-------- DATA SUPPLIED --------

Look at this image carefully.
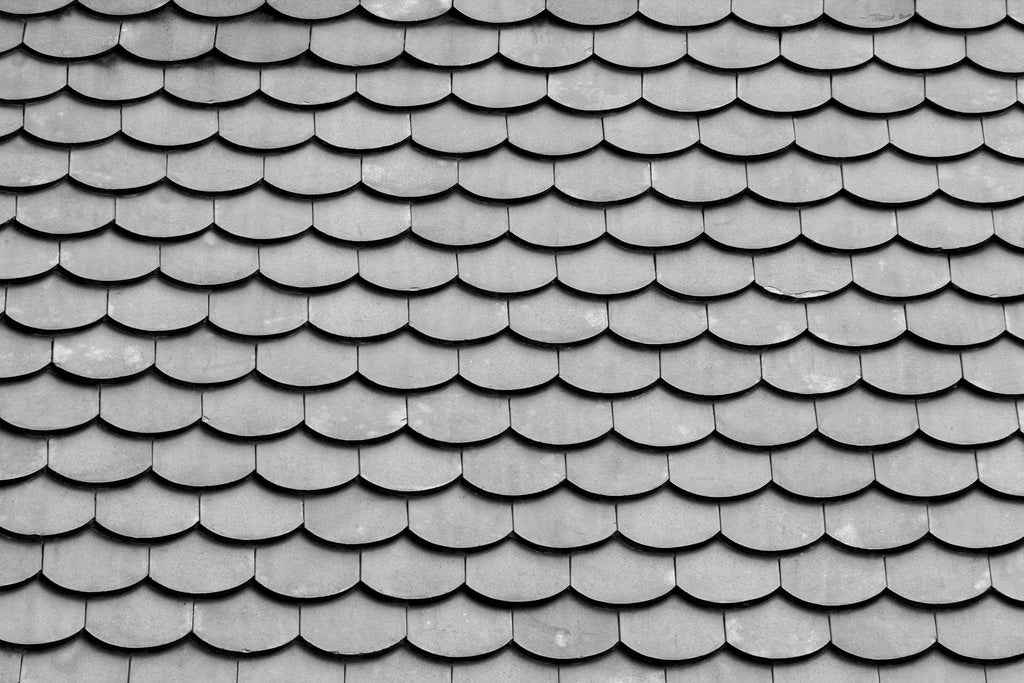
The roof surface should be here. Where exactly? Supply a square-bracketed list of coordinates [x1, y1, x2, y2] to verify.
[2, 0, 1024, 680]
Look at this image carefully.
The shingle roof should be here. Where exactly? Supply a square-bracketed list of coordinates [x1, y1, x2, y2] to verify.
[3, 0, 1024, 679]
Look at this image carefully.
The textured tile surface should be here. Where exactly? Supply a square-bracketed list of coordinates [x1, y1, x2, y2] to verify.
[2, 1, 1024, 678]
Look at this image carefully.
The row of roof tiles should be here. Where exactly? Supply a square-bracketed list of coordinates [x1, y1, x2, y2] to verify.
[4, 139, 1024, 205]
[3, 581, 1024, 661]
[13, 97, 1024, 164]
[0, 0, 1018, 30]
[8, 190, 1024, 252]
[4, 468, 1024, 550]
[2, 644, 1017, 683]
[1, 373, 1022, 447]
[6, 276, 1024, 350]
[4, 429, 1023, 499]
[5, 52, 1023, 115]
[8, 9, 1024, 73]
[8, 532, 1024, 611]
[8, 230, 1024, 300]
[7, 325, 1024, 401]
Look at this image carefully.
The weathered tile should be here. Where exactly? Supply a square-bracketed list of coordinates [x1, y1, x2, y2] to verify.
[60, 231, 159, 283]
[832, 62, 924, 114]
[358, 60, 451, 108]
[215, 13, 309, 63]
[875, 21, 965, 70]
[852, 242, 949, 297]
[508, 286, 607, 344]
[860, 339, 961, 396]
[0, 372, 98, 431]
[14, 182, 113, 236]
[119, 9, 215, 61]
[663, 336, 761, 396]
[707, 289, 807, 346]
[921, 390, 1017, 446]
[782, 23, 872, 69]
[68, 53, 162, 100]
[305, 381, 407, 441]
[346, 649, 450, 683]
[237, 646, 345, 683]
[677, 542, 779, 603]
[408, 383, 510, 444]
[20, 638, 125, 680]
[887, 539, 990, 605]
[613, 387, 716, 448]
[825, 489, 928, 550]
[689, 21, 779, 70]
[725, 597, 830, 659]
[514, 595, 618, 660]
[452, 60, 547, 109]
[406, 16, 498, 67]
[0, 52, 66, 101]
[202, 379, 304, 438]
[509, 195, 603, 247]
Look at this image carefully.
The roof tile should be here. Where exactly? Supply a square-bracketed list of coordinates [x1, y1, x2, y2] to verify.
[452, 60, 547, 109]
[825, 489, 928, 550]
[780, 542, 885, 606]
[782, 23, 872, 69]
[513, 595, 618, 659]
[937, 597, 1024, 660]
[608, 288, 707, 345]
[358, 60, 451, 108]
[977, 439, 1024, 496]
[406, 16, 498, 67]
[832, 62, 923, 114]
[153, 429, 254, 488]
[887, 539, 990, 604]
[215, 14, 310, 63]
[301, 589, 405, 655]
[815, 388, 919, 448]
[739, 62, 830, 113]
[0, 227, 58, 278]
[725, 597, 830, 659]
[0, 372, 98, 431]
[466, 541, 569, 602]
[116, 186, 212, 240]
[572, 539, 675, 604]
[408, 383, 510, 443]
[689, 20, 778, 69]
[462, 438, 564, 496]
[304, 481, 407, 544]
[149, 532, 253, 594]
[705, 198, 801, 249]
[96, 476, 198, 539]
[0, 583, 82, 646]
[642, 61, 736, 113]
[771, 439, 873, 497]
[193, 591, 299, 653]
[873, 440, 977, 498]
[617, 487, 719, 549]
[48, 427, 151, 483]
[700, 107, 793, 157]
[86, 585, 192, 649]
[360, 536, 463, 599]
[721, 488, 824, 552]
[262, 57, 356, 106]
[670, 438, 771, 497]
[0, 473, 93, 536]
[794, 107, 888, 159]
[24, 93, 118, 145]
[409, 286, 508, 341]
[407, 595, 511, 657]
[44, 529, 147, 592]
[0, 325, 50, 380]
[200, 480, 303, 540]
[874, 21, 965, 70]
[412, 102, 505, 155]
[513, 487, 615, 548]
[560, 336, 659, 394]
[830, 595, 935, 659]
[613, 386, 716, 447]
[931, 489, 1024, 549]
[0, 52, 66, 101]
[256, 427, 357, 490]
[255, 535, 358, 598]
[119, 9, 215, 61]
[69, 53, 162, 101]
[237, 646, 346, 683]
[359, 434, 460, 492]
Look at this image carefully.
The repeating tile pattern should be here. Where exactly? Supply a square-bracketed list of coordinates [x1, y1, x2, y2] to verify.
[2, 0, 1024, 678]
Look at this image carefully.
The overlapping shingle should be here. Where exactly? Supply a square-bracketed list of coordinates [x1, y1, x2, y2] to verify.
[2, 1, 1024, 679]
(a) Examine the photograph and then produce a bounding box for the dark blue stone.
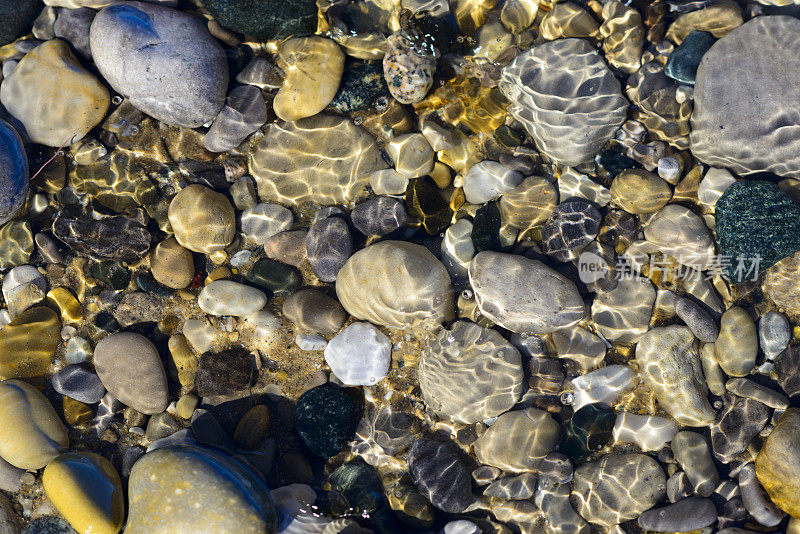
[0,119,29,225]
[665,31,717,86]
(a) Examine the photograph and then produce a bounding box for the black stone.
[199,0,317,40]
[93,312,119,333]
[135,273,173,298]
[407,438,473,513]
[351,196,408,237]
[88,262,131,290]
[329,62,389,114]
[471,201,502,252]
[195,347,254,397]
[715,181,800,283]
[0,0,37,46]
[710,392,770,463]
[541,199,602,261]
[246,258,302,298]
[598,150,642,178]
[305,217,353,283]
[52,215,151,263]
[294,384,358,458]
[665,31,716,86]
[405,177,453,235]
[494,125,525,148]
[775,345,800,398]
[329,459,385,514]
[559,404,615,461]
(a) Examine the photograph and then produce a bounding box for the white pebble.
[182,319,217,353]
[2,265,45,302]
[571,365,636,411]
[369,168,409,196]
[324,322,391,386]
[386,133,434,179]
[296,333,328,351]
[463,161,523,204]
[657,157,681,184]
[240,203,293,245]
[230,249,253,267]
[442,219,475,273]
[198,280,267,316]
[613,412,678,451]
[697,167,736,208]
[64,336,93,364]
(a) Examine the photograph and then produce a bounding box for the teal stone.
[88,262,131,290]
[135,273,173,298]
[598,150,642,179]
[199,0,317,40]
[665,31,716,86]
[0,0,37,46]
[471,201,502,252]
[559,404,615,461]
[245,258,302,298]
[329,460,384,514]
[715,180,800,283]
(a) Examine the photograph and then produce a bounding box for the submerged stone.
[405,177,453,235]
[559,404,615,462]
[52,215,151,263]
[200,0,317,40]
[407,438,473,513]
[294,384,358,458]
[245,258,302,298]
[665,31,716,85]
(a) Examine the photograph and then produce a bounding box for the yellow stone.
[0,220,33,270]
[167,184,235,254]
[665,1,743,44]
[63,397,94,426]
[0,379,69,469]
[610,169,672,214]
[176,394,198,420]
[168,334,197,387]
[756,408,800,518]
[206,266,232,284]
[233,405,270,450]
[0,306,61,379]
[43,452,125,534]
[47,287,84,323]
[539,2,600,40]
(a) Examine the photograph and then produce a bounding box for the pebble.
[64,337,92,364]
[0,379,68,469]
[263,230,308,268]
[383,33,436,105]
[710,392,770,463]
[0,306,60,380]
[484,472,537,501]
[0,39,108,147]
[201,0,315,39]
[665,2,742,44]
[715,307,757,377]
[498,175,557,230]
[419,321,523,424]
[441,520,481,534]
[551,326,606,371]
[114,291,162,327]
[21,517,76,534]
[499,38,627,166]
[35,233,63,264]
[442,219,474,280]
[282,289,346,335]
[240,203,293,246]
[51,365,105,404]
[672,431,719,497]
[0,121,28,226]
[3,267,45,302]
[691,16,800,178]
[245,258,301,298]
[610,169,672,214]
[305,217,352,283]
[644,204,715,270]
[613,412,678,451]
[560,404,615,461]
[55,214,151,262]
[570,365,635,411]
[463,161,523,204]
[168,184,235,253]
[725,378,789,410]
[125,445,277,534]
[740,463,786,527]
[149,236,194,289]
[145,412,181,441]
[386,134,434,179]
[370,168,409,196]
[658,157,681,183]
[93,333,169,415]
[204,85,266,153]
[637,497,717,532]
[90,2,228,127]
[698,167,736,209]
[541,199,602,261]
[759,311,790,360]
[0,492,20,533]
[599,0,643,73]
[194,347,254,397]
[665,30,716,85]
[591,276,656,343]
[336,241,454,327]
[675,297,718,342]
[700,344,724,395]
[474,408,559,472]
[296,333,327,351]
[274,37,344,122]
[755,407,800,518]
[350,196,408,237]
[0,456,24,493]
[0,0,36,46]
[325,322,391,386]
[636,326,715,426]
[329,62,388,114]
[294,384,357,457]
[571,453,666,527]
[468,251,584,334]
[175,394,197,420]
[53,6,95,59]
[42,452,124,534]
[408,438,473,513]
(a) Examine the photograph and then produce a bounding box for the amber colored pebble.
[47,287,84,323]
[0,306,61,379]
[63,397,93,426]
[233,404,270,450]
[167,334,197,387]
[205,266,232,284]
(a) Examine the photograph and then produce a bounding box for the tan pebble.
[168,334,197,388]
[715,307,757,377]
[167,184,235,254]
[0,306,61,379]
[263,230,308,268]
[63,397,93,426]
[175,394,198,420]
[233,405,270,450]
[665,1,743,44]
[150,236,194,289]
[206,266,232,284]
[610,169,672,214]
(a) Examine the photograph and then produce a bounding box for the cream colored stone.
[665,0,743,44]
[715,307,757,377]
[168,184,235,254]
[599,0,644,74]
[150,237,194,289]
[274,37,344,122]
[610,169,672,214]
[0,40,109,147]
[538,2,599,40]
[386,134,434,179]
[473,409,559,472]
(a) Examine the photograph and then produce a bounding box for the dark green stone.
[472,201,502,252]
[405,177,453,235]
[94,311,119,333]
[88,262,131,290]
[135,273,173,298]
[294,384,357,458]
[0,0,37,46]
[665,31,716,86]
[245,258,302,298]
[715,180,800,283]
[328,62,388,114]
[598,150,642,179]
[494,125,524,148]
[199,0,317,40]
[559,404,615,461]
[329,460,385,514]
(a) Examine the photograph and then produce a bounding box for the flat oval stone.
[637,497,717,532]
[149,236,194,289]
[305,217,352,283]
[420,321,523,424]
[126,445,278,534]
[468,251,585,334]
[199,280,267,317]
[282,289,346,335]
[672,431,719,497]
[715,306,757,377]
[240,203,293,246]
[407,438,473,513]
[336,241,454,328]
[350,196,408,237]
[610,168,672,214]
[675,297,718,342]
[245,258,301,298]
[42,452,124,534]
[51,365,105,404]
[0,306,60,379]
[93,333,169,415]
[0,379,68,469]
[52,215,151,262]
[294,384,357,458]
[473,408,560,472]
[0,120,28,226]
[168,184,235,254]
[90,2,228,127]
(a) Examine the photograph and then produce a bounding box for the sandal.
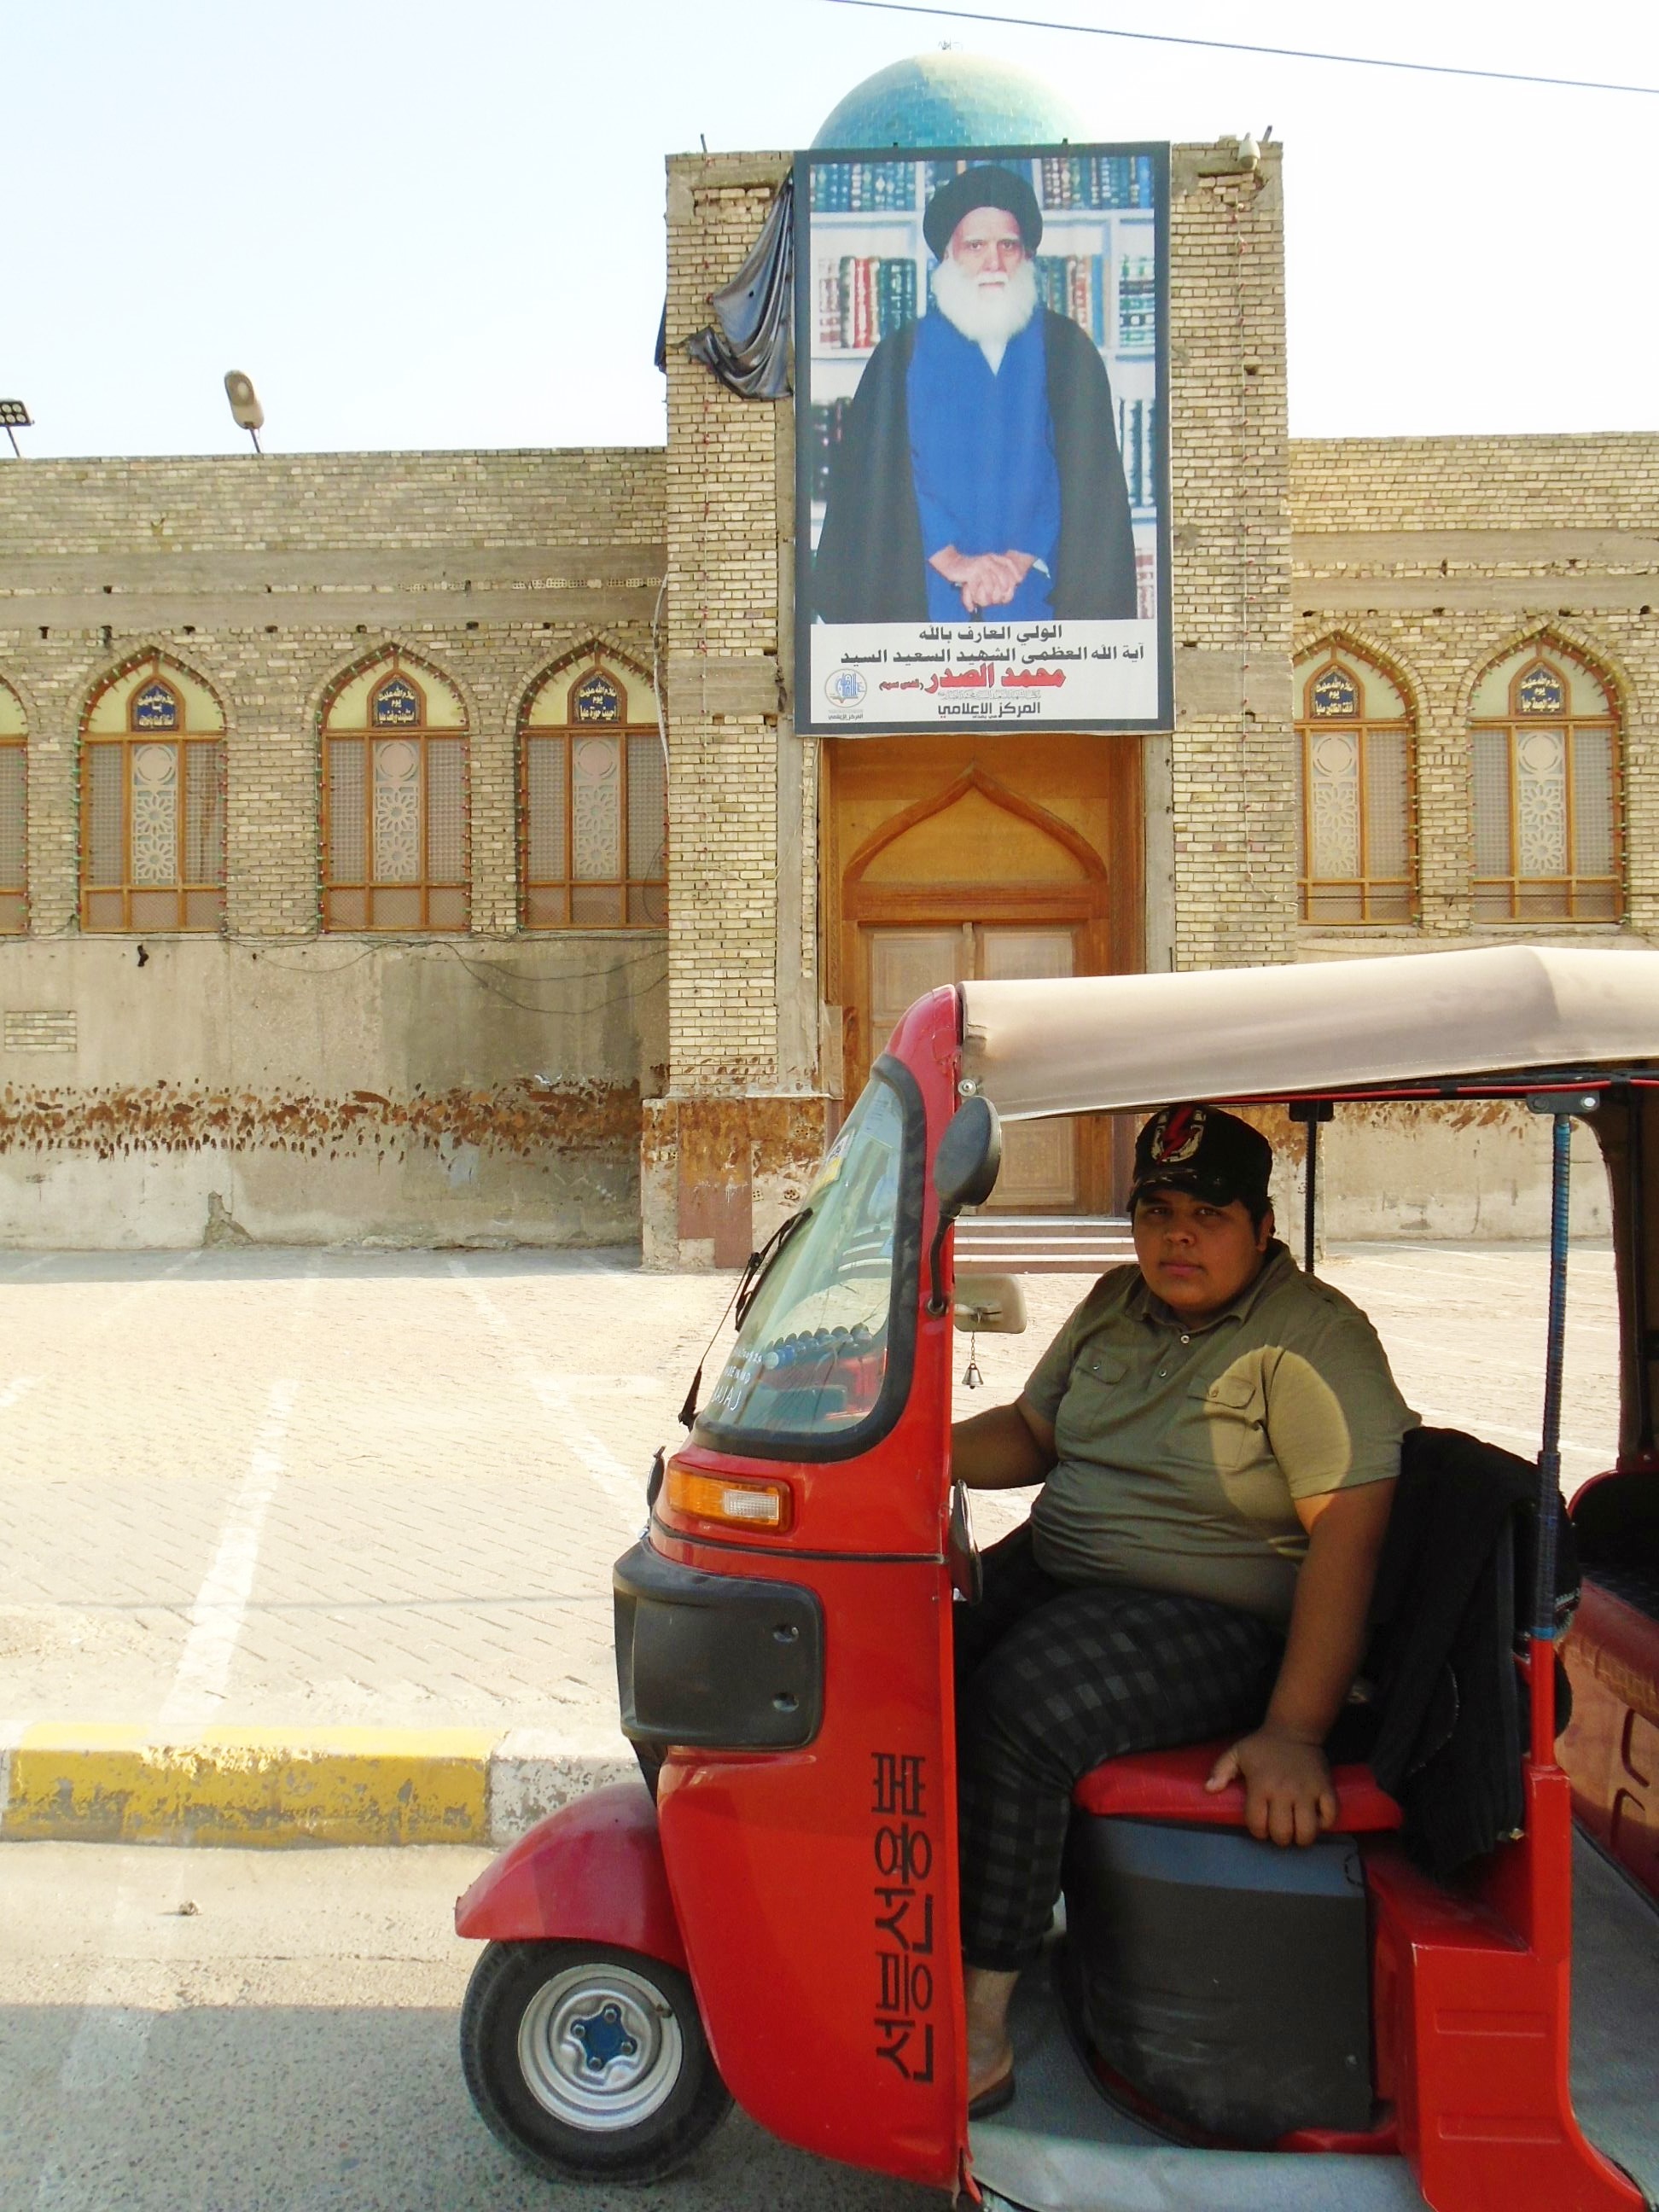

--------

- PROBLEM STATEMENT
The required output is the lines from the one containing "the tan pebble." through the end of the data, printed exactly, with no pictures.

- SOLUTION TO THIS PROBLEM
(a) Examine the photograph and then produce a bounding box for the tan pebble.
[168,334,197,388]
[715,307,757,377]
[167,184,235,254]
[0,306,61,379]
[263,230,308,268]
[63,397,93,426]
[175,394,198,420]
[233,405,270,450]
[665,1,743,44]
[150,236,194,289]
[206,266,232,284]
[610,169,672,214]
(a) Examine the photograph and then produce a bounding box for the cream colored stone.
[665,0,743,44]
[715,307,757,377]
[168,184,235,254]
[599,0,644,74]
[150,237,194,289]
[274,37,344,122]
[610,169,672,214]
[0,40,109,147]
[538,2,599,40]
[386,134,434,179]
[473,409,559,472]
(a) Examine the photograph and then produce a bounding box for the dark green stone.
[472,201,502,252]
[405,177,453,235]
[94,311,119,333]
[88,262,131,290]
[135,273,173,298]
[294,384,357,458]
[0,0,37,46]
[665,31,716,86]
[245,258,302,298]
[715,180,800,283]
[328,62,388,114]
[598,150,642,179]
[494,125,524,148]
[199,0,317,40]
[559,404,615,461]
[329,460,385,514]
(a) Examine the photograph and then produce a bounding box for the flat oval stone.
[637,497,717,532]
[149,236,194,289]
[305,217,352,283]
[420,321,523,424]
[126,445,278,534]
[468,251,585,334]
[199,280,267,317]
[282,289,346,335]
[672,431,719,497]
[715,306,757,377]
[240,203,293,246]
[407,438,473,513]
[336,241,454,328]
[350,196,408,237]
[610,168,672,214]
[675,297,718,342]
[245,258,301,298]
[42,452,124,534]
[51,365,105,404]
[0,306,60,379]
[93,333,169,415]
[0,379,68,469]
[52,215,151,262]
[294,384,357,458]
[473,408,560,472]
[0,120,28,226]
[168,184,235,254]
[90,2,228,127]
(a) Examine the photograph and then produce a bounding box for the sandal.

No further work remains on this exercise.